Selected excerpt:
· · · ·

# Double Ended Brake Cables



## wrongway (Apr 4, 2019)

I'm looking to put new cables on my '51 Rudge. I have seen the knarps and have thought about that, but I would like to try making original looking double ended ones. I've watched the videos and I think I could do it. Anyone ever try? Also, and the reason for bringing this up, does cable stretch over time? I think I've read that. Would I have to actually make the cables just a bit shorter than the ones are now?


----------



## fat tire trader (Apr 4, 2019)

I have a lead soldering pot and have remade cables by drilling out the original cable ends and soldering in new cable. It is not difficult.
Cables do stretch a little. Does your brake have adjustment to tighten the cable?


----------



## wrongway (Apr 4, 2019)

fat tire trader said:


> I have a lead soldering pot and have remade cables by drilling out the original cable ends and soldering in new cable. It is not difficult.
> Cables do stretch a little. Does your brake have adjustment to tighten the cable?

· · · ·

Provided data:
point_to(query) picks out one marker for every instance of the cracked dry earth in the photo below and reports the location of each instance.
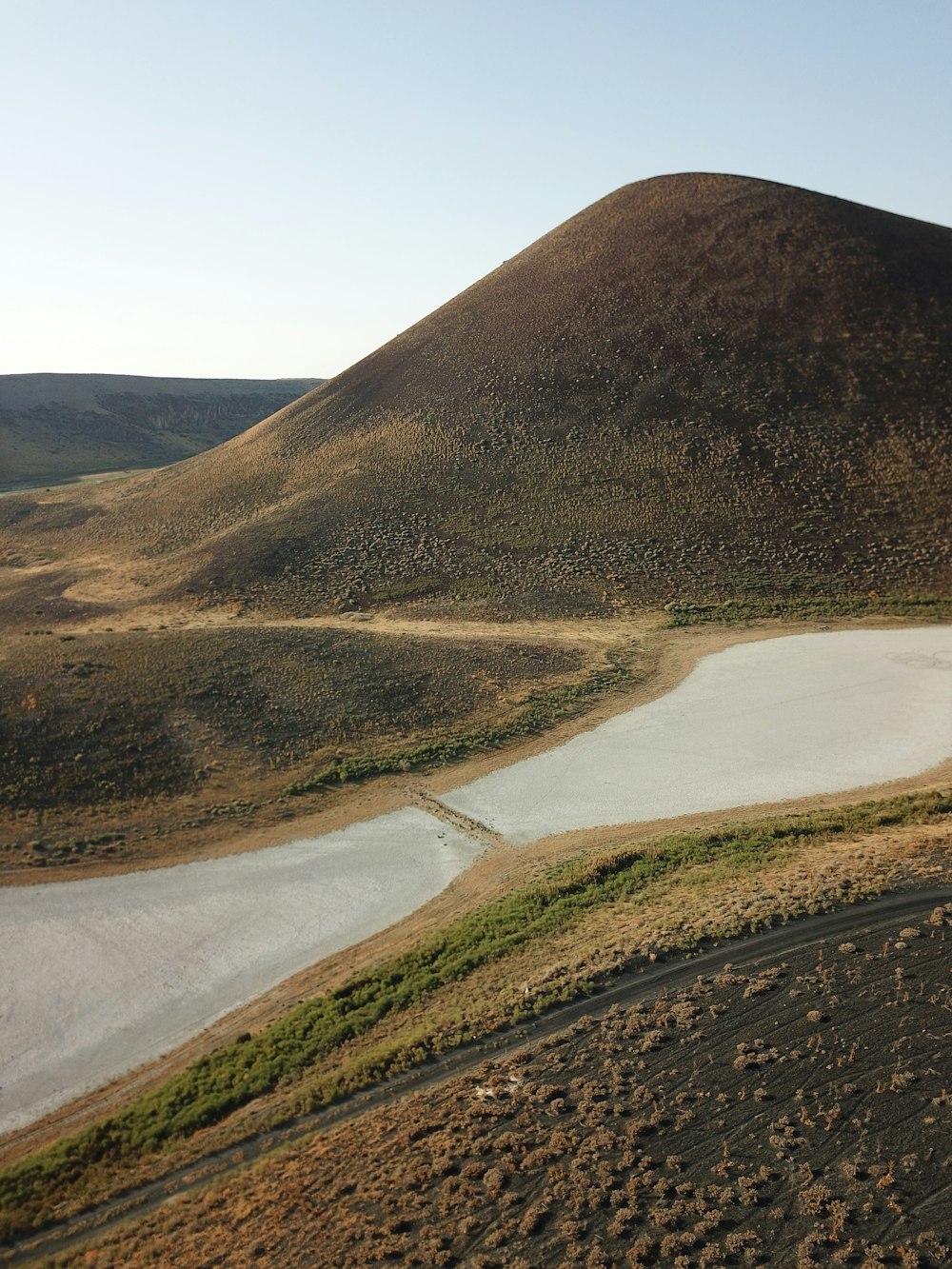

· · · ·

Continue the brake cable thread above from its last post.

Response:
I believe it does have the adjuster.


----------



## fat tire trader (Apr 4, 2019)

Then look at how much adjustment is being used to take up the slack and how long the cables are to decide how long to make the new ones.


----------



## SirMike1983 (Apr 9, 2019)

They can also be made by crimping a spare spoke nipple to the cable with a set of Bell Systems cable crimpers. To make the cable, you get the length you need and crimp the nipple into position using the Bell Systems Model D crimper.


----------



## wrongway (Apr 10, 2019)

It looks like the caliper end will be fairly easy, but the lever end might be more difficult.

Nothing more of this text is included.